* **Given instruction**: Take all the material and copy it exactly.

* **Data provided**:

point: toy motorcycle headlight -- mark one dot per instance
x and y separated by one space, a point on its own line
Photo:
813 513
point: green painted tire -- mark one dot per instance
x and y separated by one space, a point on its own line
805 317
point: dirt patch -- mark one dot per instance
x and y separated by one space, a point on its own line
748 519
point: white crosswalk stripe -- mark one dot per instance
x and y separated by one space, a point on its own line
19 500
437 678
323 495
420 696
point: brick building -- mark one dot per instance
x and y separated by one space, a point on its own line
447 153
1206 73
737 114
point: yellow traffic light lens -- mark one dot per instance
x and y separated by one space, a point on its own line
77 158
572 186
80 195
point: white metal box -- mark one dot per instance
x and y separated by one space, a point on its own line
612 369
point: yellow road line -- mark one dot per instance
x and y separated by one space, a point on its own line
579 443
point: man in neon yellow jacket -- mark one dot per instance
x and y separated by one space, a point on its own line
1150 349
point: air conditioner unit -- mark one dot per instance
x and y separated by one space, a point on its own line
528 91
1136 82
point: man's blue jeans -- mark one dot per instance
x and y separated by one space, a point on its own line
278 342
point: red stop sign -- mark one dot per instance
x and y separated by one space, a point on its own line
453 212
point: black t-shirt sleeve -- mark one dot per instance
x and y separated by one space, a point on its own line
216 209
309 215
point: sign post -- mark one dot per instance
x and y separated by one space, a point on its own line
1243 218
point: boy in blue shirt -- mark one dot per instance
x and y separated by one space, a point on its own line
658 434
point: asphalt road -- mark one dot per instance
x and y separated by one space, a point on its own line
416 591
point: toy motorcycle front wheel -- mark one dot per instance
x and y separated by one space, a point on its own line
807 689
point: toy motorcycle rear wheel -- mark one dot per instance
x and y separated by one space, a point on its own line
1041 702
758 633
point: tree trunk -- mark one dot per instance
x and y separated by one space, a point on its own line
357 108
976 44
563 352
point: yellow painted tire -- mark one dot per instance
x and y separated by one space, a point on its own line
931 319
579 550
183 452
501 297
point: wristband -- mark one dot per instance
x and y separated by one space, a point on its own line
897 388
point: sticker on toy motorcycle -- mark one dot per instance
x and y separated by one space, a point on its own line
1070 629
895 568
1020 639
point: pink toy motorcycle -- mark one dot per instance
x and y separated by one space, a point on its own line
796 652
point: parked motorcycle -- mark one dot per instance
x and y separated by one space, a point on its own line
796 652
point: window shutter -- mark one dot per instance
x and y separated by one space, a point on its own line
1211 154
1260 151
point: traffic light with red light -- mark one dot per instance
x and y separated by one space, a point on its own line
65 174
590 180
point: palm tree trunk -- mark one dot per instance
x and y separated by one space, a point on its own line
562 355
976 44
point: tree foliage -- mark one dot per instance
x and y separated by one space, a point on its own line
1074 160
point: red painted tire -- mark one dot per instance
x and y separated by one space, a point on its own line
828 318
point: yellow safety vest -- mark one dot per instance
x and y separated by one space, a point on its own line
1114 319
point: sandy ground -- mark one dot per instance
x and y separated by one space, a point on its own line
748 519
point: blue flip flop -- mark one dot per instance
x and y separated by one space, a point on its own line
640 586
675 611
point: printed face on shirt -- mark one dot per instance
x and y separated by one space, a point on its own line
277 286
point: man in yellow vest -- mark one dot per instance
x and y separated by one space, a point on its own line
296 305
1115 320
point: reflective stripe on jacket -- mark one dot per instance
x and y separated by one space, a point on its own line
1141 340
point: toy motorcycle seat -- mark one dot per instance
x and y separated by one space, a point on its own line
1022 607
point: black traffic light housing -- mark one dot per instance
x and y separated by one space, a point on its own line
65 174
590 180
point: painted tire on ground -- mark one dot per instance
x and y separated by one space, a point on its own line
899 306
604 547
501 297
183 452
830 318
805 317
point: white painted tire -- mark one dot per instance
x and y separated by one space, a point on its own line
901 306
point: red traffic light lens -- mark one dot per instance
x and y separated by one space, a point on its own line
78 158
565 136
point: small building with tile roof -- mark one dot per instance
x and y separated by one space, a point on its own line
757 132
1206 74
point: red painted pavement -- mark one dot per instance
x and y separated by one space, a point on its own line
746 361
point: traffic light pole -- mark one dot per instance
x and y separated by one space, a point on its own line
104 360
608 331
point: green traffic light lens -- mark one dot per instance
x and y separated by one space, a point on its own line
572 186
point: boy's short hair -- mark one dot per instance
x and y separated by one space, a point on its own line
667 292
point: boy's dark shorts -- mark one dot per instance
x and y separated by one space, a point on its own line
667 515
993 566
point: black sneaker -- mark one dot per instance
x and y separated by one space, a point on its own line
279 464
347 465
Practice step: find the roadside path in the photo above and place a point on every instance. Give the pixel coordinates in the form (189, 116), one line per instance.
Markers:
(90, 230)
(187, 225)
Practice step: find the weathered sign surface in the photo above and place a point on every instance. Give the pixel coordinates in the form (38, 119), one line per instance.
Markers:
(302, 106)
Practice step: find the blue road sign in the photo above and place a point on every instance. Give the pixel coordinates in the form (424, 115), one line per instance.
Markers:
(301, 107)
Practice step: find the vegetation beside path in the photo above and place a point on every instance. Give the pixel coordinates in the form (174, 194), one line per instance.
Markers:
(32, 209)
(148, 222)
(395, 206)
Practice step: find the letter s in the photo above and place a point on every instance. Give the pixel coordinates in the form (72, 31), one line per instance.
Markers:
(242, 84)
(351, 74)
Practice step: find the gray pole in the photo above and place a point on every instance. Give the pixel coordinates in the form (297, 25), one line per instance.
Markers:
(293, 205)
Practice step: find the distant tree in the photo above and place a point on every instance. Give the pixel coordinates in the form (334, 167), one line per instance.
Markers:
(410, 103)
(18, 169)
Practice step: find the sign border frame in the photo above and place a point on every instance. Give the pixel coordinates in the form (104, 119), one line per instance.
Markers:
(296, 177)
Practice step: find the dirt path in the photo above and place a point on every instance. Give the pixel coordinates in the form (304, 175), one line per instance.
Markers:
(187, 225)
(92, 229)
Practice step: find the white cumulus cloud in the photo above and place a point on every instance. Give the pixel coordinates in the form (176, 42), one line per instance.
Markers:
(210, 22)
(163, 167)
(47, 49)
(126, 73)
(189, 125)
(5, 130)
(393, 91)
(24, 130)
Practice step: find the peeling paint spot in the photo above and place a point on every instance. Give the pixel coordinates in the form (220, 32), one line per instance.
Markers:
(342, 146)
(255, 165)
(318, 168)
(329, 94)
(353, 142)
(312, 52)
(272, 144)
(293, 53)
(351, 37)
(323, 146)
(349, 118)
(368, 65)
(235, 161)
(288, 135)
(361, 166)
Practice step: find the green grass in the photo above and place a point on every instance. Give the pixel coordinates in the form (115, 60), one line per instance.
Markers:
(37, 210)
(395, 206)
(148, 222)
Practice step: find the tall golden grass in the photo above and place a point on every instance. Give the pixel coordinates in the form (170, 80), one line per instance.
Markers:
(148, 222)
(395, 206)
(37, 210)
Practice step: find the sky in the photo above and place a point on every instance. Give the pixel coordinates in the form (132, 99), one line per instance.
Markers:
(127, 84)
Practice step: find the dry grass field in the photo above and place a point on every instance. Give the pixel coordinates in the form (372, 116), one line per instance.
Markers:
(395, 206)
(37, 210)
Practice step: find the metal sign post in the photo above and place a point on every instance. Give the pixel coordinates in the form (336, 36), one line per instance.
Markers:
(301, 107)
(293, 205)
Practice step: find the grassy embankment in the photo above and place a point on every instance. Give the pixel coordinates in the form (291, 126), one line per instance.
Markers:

* **Result**:
point: toy motorcycle headlight -- mark one dot per instance
x and y separated by one space, a point on its own line
Photo:
813 513
point: green painted tire -- mark one dot per instance
x and y separated by one space, a point on its own line
805 317
point: dirt patch -- mark one dot per instance
x and y separated by one space, a point on its own line
748 519
point: white crosswalk stripe -- mark one dot per instance
x and y separated by one space, a point on its own line
19 500
437 678
323 495
420 696
point: brick building -- mark one dot per instance
x and y separated by one space, a point on its own line
447 153
1206 73
737 114
point: yellow traffic light lens -- mark one dot per instance
x and y separated by one space, a point on its own line
77 158
572 186
80 195
point: white metal box -- mark one dot per instance
x and y separated by one space, a point on its own line
612 369
point: yellow road line -- mark one dot per instance
x and y separated by one space, a point on its own line
579 443
point: man in neon yellow jacket -- mark one dot per instance
x and y separated by one space, a point on its own line
1150 349
point: air conditioner unit -- mark one dot per instance
x and y separated by one space, a point on its own line
528 91
1136 82
point: man's blue jeans -- mark one dot per instance
x and y separated by one space, a point on its own line
278 342
point: red stop sign -- mark one dot per instance
x and y separated by one space, a point on its own line
453 212
point: black t-shirt sleeve -- mark one dot per instance
x and y separated by one space, a point on its own line
216 209
309 215
point: sign post -- mark one dot per instance
x and y separated by one space, a point on its own line
1243 218
point: boy in blue shirt -- mark one dot per instance
x and y separated by one space, a point on its own line
658 434
point: asphalt road -- mark one dot per instance
x and y separated by one space, a point on its own line
416 591
point: toy motorcycle front wheel -- mark one dot per instance
x and y separated by one space, a point on its own line
807 689
point: toy motorcycle rear wheel -- mark one dot per instance
x and y separated by one space, a point on its own line
1041 702
758 633
point: tree trunk -- mark one dot per instance
x and y separated by one space, a point on its own line
357 108
976 44
563 352
point: yellow painted tire -- mark one dot per instance
x and y separated by one space, a point on its own line
931 319
579 550
183 452
501 297
point: wristband -- mark one dot per instance
x and y separated by one space, a point on its own line
897 388
point: sticker on toy motorcycle -- mark one dot per instance
x and y separated by one space, a point on its own line
1070 629
895 568
1020 639
point: pink toy motorcycle -- mark one dot per instance
x and y separated by one space, a point on its own line
796 652
point: parked motorcycle -- mark one dot per instance
x and y separated by one space, a point on its own line
796 652
point: window shutter -- mark one dot per instance
x and y separated by one space, a point on its own line
1211 154
1260 151
point: traffic light with red light -- mark one dot per instance
x and y separated by one space, a point on its own line
65 174
590 180
point: palm tree trunk -- mark one dot per instance
x and y separated by one space, a point on its own line
562 355
976 44
point: tree foliage -- mark one dot per instance
x and y separated by one space, a point on its own line
1074 160
point: red painted tire -- mark one dot per instance
x and y separated by one space, a point on its own line
828 318
point: yellow safety vest -- mark one dot per instance
x and y separated by one space, a point on its own line
1114 319
point: sandy ground -- mark one dot per instance
x and y separated by one space, a point on its own line
748 519
point: blue flip flop -- mark one dot per instance
x and y separated by one space, a point on its own line
640 586
675 611
point: printed face on shirt -- mark one dot per instance
x and y separated by one space, a point on its own line
277 286
point: man in yellow vest -- mark one dot per instance
x and y separated by one space, a point on its own line
296 305
1115 320
point: reflective stripe on jacket -- mark one dot per instance
x and y separated by one space, a point on its own line
1141 340
point: toy motorcycle seat -- mark one dot per instance
x and y separated by one space, a point on its own line
1022 607
point: black traffic light housing -- mark one dot per instance
x and y separated by one space, a point on its own line
65 174
590 180
point: painted tire on ground -- mark one dot per instance
x and y separated by one space, a point on its own line
899 306
604 547
501 297
183 452
830 318
805 317
point: white painted tire -- mark one dot per instance
x and y separated by one space, a point on its own line
901 306
point: red traffic light lens -- mark one dot per instance
x and y separated by one space, a point on its own line
78 158
565 136
point: small building with tile roof -- mark one dot per instance
x and y separated by one space, a point on its own line
757 132
1206 74
point: red painted pavement -- mark one dot per instance
x and y separated by one space, a point on its own line
746 361
point: traffic light pole -- mark one dot per instance
x and y separated by one space, a point on its own line
104 360
608 331
point: green traffic light lens -- mark one dot per instance
x and y separated by one space, a point on its own line
572 186
point: boy's short hair -- mark one dot per instance
x and y separated by one space, a point on its own line
667 292
point: boy's dark shorts -- mark one dot per instance
x and y separated by one space, a point on its own line
667 515
993 566
point: black sneaker -- mark one dot per instance
x and y separated by one space, a point on its own line
279 464
347 465
Practice step: find the roadside path in the photo above and place a point on every instance. Give the pixel coordinates in the form (189, 116), one line per instance.
Markers:
(90, 230)
(187, 225)
Practice step: find the weathered sign surface in the photo above and place a point on every instance. Give the pixel coordinates in the form (38, 119), one line per instance.
Markers:
(302, 106)
Practice step: find the blue road sign in the photo above and place a point on every instance. Give the pixel coordinates in the form (424, 115), one line per instance.
Markers:
(301, 107)
Practice step: find the vegetation beside path in the photo above and place a point on every instance. Give the pixel coordinates in the form (174, 194), one line per instance.
Markers:
(32, 209)
(148, 222)
(395, 206)
Practice step: find the letter s in the photo above and place a point on every instance. Give the pixel coordinates in the form (72, 31), one line per instance.
Markers:
(242, 84)
(351, 74)
Practice step: find the gray pole in the photo above and place a point on every instance. Give the pixel coordinates in the form (297, 25), one line per instance.
Markers:
(293, 205)
Practice step: find the distant tree in the photo above and place a point on every instance. Give the pixel coordinates in the form (334, 167), one line per instance.
Markers:
(410, 103)
(18, 169)
Practice step: find the sign border frame in the photo above and place a point on every instance. Give the pixel coordinates in the form (104, 119), one line per instance.
Markers:
(296, 177)
Practice step: find the dirt path in the photo above and place a point on every instance. Give the pixel coordinates in the form (304, 175), one line per instance.
Markers:
(187, 225)
(92, 229)
Practice step: find the white cumulus cloud in the photo above and place a point on every instance. Give the pixel coordinates in the form (176, 42), one line per instance.
Markers:
(210, 22)
(163, 167)
(47, 49)
(126, 73)
(189, 125)
(5, 130)
(393, 91)
(24, 130)
Practice step: find the peeling paint spot in the photo above and place a point on every instance. Give the pixel coordinates in the form (220, 32), one line per instance.
Markers:
(342, 146)
(255, 165)
(318, 168)
(329, 94)
(353, 142)
(312, 52)
(272, 144)
(293, 53)
(351, 37)
(323, 146)
(349, 118)
(368, 65)
(235, 161)
(288, 135)
(361, 166)
Practice step: find the green grass in the photo above and place a point on every instance. Give the pixel coordinates in the form (115, 60), one line per instance.
Markers:
(37, 210)
(395, 206)
(148, 222)
Practice step: find the tall golden grass in the photo above and place a point on every instance. Give the pixel coordinates in the form (170, 80), one line per instance.
Markers:
(148, 222)
(395, 206)
(37, 210)
Practice step: find the sky in the photo above and place a point on every instance. Give the pixel coordinates in the form (132, 99), one line per instance.
Markers:
(127, 84)
Practice step: find the dry grass field in the photo above and place a point on every instance. Give the pixel coordinates in the form (372, 116), one line per instance.
Markers:
(395, 206)
(37, 210)
Practice step: find the metal sign post in the photo above and place a point on every instance. Give the pixel coordinates in the form (336, 36), one line per instance.
Markers:
(301, 107)
(293, 205)
Practice step: find the grassy embankment in the photo above and place a point on every instance. Give the pixel coordinates in the form (291, 126), one line per instance.
Markers:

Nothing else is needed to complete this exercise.